EXERCISE OBJECTIVE:
Reproduce all the entries precisely.
— begin —
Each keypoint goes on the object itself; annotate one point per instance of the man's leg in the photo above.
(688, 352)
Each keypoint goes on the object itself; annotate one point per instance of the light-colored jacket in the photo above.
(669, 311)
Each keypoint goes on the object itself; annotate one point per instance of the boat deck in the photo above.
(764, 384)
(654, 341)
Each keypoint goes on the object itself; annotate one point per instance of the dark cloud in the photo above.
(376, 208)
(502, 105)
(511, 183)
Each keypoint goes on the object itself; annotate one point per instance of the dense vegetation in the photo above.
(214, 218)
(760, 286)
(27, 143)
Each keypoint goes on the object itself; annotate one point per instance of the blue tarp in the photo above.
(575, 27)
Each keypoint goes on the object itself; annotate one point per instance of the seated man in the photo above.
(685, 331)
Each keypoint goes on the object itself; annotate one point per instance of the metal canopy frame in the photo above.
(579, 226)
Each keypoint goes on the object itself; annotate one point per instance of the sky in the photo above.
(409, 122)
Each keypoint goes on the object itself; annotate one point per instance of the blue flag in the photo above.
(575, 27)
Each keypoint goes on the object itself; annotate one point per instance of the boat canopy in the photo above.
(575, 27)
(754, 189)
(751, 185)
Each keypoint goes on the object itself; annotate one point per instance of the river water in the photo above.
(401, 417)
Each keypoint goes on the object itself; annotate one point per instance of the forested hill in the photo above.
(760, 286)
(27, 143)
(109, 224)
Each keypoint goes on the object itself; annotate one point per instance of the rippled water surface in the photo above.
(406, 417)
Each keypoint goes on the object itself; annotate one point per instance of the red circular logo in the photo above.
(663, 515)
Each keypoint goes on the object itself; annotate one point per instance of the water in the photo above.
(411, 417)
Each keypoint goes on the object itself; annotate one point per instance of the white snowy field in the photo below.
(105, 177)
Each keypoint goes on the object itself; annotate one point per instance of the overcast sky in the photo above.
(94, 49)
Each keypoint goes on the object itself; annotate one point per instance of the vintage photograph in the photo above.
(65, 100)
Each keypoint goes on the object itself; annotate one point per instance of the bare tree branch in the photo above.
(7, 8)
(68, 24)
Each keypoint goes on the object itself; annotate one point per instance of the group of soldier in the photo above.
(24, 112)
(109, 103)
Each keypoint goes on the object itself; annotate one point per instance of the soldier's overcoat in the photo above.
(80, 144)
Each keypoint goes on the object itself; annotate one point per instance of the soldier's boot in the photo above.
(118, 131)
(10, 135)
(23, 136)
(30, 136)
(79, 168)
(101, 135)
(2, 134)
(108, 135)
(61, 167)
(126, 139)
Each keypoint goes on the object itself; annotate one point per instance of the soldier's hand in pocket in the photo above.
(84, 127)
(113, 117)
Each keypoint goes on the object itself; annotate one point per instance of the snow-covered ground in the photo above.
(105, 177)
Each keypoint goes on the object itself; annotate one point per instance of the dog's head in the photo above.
— end —
TASK OUTPUT:
Each keypoint goes on the object itself; annotate one point per instance of the man's leg in the photo above.
(688, 352)
Each keypoint goes on the object itself; annotate one point per instance of the light-colored jacket in the photo above.
(669, 311)
Each keypoint goes on the object itself; annotate one point per instance of the boat deck in the photo above.
(764, 384)
(654, 341)
Each keypoint goes on the object itself; annotate one point per instance of the dark cloud in the photo above.
(376, 208)
(502, 105)
(511, 183)
Each keypoint goes on the object itself; annotate one point per instance of the dense vegetation in the photo above.
(214, 218)
(760, 286)
(27, 143)
Each keypoint goes on the object itself; annotate one point per instance of the blue tarp in the photo above.
(575, 27)
Each keypoint goes on the object itself; annotate one point per instance of the seated man in the photo above.
(685, 331)
Each keypoint goes on the object itself; annotate one point per instance of the metal canopy frame in the photo above.
(579, 226)
Each keypoint goes on the object itself; annotate one point per instance of the sky in the photo above.
(409, 122)
Each keypoint goes on the object itself; annotate one point per instance of the blue flag in the photo above.
(575, 27)
Each keypoint goes on the object itself; annotate one point per instance of the boat canopy in the photo above.
(575, 27)
(754, 189)
(751, 185)
Each keypoint goes on the object itself; annotate one point per instance of the river water in the photo above.
(401, 417)
Each keypoint goes on the object itself; annotate one point per instance of the forested hill in the photo above.
(760, 286)
(27, 143)
(109, 224)
Each keypoint goes on the object itself; annotate one point per instance of the rippled water surface in the photo above.
(406, 417)
Each keypoint goes on the object itself; annotate one point per instance of the red circular logo in the photo above.
(663, 515)
Each keypoint goes on the object itself; annotate one point per instance of the water in the photo above.
(411, 417)
Each keypoint goes on the object itself; annotate one point per instance of the white snowy field in the photo below.
(105, 177)
Each keypoint goes on the object itself; annotate one point per instance of the overcast sky in the photo above.
(94, 49)
Each keypoint goes on the object itself; annotate one point per instance of the vintage photograph in the photo above.
(65, 100)
Each keypoint goes on the object itself; annotate one point per instance of the bare tree branch in the photo above.
(7, 8)
(68, 24)
Each keypoint goes on the object itself; annotate one point per instance of the group of soldier in the photo above.
(24, 112)
(109, 103)
Each keypoint goes on the object itself; annotate one point per instance of the soldier's overcoat in the photo above.
(80, 144)
Each keypoint goes on the object itself; annotate one point per instance of the soldier's boot in the photo above.
(118, 131)
(10, 135)
(23, 136)
(30, 136)
(79, 168)
(101, 135)
(2, 134)
(108, 135)
(61, 167)
(126, 139)
Each keypoint goes on the object itself; annotate one point per instance of the soldier's hand in pocket in the photo above.
(84, 127)
(113, 117)
Each keypoint goes on the object itself; annotate one point per instance of the snow-covered ground in the photo above.
(105, 177)
Each keypoint goes on the object itself; annotate one point per instance of the dog's head in the photo above.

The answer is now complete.